- Original title: Старуха Изергиль
- Country: Russia
- Language: Russian

Publication
- Published in: Samarskaya Gazeta
- Publication date: 12 September 1892

= Old Izergil =

"Old Izergil" (Старуха Изергиль) is an 1895 short story by Maxim Gorky, written in the autumn of 1894 and first published by Samarskaya Gazeta, issues 80, 86 and 89, on 16, 23 and 27 April respectively.

==Publication==
Instrumental in getting the story published was Vladimir Korolenko, who would be later credited with 'discovering' Gorky. On 4 October 1894 he informed Mikhail Sablin, a member of the Russkiye Vedomosti staff: "Some three days ago I sent to [the newspaper] the manuscript by Peshkov (writing under the pseudonym Maxim Gorky), called 'Old Izergil'."

==Plot==

It's sunset and the narrator rests amidst the Moldovan vineyards, watching men and women returning home from work, singing songs. With him is Izergil, once beautiful, now a very old, decrepit woman. She scolds him for being so withdrawn ("You Russians are born already old men!"), then starts telling him stories.

I.

The first one, having to do with the origins of the mysterious moving shadow (which she claims to see, although the narrator doesn't), is the legend of Larra, the son of an eagle and a woman. Larra enters the local community of men full of pride and with no concern or respect for others, knowing just one law, that of his own desires. A young woman thwarts his approaches and gets brutally killed. Outraged, the men try to figure out the proper way to punish the villain. Then the wisest one suggests that they should just let him go, for that would be the worst fate for this evil creature, bound to punish himself. For many years he fights them, then starts longing for death, but such is the curse upon him that he cannot die. He tries to kill himself but fails. Left alone, wandering on his own, after many years he gradually turns into a shadow doomed to wander the world forever.

II.

After informing the narrator that "health is like gold, it is there to be spared", Izergil relates to him the story of her rather turbulent love life. Among the men whom she had, unrepentantly, discarded, were:

— the fisherman from Prut whom she fell in love as a teenager girl, but soon got bored with;

— the red-haired Gutsul outlaw. He was later hanged, along with the fisherman (who'd joined the same gang), after being betrayed by a Romanian landlord; the latter has been punished severely for this, and Izergil apparently had some part in the deed;

— the rich middle-aged Turk whose harem she agreed to join in Bucharest;

— his 16-old son whom she soon eloped with to Bulgaria, where a woman stabbed her ("for either her husband, or fiancé, I don't remember");

— a Polish man, described as 'funny and mean', but also prone to offensive remarks for one of which she threw him into the river and went away;

— a Jew who bought her to make her sell her body;

— the handsome Szlachta man whom she fell in love with, and later (after he'd been imprisoned for taking part in the January Uprising) helped escaping from the Russian prison camp, killing a guardsman.

§ Data supplied:

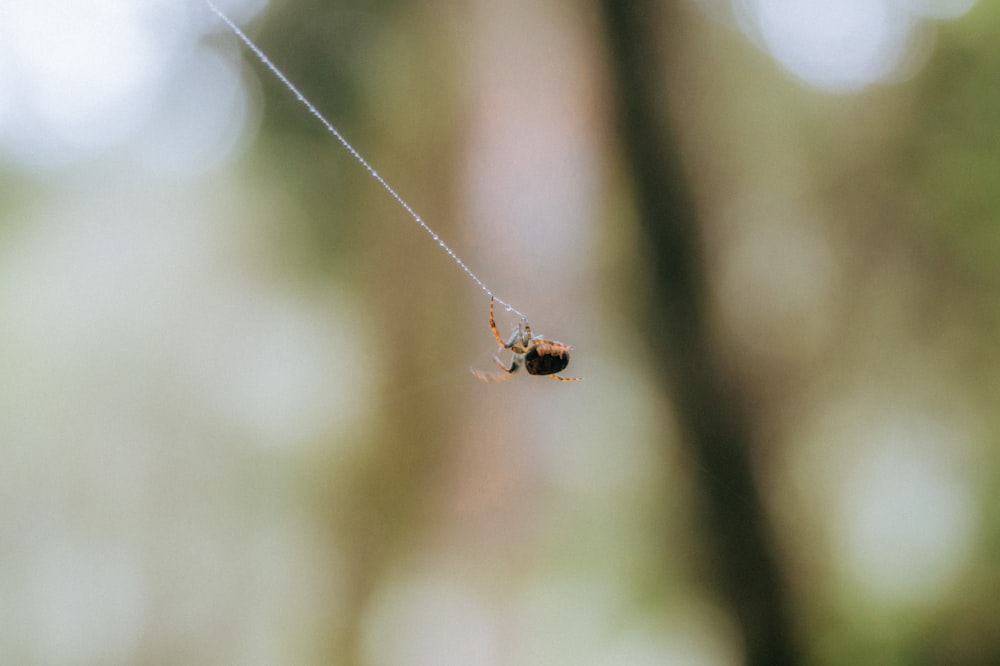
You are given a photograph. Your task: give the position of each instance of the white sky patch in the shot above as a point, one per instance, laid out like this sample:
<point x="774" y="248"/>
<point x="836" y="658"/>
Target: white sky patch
<point x="845" y="45"/>
<point x="907" y="517"/>
<point x="77" y="78"/>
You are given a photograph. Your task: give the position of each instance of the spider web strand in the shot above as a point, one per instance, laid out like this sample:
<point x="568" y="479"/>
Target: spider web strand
<point x="357" y="156"/>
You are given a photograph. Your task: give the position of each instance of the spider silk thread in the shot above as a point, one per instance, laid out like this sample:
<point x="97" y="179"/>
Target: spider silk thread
<point x="357" y="156"/>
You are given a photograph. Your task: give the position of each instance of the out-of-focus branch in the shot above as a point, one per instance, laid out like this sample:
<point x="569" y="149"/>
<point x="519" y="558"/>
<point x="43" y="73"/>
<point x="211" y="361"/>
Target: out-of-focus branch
<point x="711" y="403"/>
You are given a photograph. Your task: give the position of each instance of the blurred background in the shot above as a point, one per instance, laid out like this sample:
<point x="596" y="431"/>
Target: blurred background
<point x="237" y="422"/>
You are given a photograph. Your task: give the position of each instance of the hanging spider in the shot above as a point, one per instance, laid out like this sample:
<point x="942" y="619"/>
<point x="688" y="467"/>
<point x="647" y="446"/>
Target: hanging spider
<point x="539" y="356"/>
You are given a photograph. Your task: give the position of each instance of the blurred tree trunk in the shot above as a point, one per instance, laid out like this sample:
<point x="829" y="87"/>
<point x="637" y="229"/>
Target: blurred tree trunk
<point x="711" y="404"/>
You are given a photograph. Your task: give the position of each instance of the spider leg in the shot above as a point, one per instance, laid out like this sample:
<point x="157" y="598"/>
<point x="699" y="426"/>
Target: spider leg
<point x="493" y="327"/>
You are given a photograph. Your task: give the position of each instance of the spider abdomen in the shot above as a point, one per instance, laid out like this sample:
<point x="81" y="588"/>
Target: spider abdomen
<point x="546" y="358"/>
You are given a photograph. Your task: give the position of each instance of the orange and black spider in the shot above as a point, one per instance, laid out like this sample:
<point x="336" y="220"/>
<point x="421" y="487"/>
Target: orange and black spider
<point x="537" y="355"/>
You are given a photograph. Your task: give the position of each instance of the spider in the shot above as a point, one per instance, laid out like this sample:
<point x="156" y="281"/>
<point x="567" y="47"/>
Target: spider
<point x="539" y="356"/>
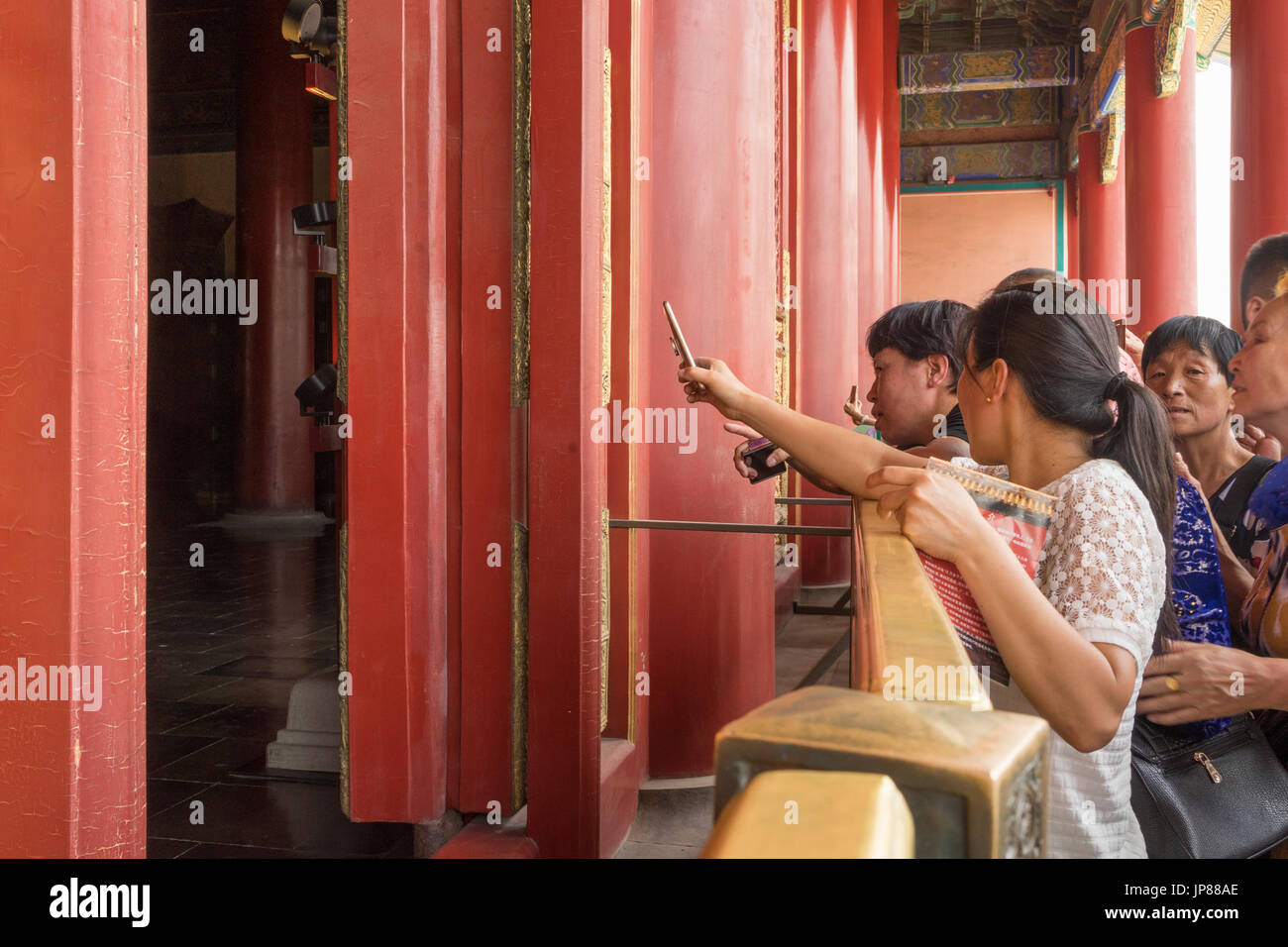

§ Complete the following:
1. Update the Old Izergil article from "The first one, having" down to "the world forever.", giving that stretch again with "villain" changed to "culprit".
2. Summarize the Old Izergil article in two sentences.
3. Proceed with the Old Izergil article from the point where it stops.

§ Your responses:
1.
The first one, having to do with the origins of the mysterious moving shadow (which she claims to see, although the narrator doesn't), is the legend of Larra, the son of an eagle and a woman. Larra enters the local community of men full of pride and with no concern or respect for others, knowing just one law, that of his own desires. A young woman thwarts his approaches and gets brutally killed. Outraged, the men try to figure out the proper way to punish the culprit. Then the wisest one suggests that they should just let him go, for that would be the worst fate for this evil creature, bound to punish himself. For many years he fights them, then starts longing for death, but such is the curse upon him that he cannot die. He tries to kill himself but fails. Left alone, wandering on his own, after many years he gradually turns into a shadow doomed to wander the world forever.

2. "Old Izergil" is a short story by Maxim Gorky, written in the autumn of 1894 and published in Samarskaya Gazeta with help from Vladimir Korolenko. In it, the old woman Izergil tells the narrator the legend of Larra, the proud son of an eagle and a woman who ends up as a shadow doomed to wander forever, and then recounts the many lovers she discarded.

3.
III.

Izergil asks the narrator if he sees the blueish sparks in the field, as the night falls, and when he says he does, tells him the story of their origins.

In the old times and the distant lands, a small community of people, driven out of their homeland by the enemy, enter the dark and dangerous forest. Surrounded by darkness and paralyzed with fear, they still have to go forward, into the unknown, for with them are the old testaments of their forefathers. The moment comes when things become so intolerable that they start talking about turning round and surrendering. But the young man named Danko arises and encourages them to move on, taking up the role of their leader.

For a while they follow him enthusiastically, then the discontent starts to grow again. The great storm breaks out, and, horrified by the rain and lightning, they blame Danko for everything that happened to them. Overcome by rage, but also the desire to help out this ungrateful crowd, he tears his chest up, and rises his flaming heart up, as a lantern. Their way suddenly lightened, the people rush forward, soon reach the end to the path and then suddenly find themselves in the sun, among beautiful fields washed with fresh rain. Everybody forgets about Danko who, left behind and bleeding, falls down and dies. Just one last man, perhaps fearing something, approaches him and tramples down the embers of his heart, sending blue sparks around and away.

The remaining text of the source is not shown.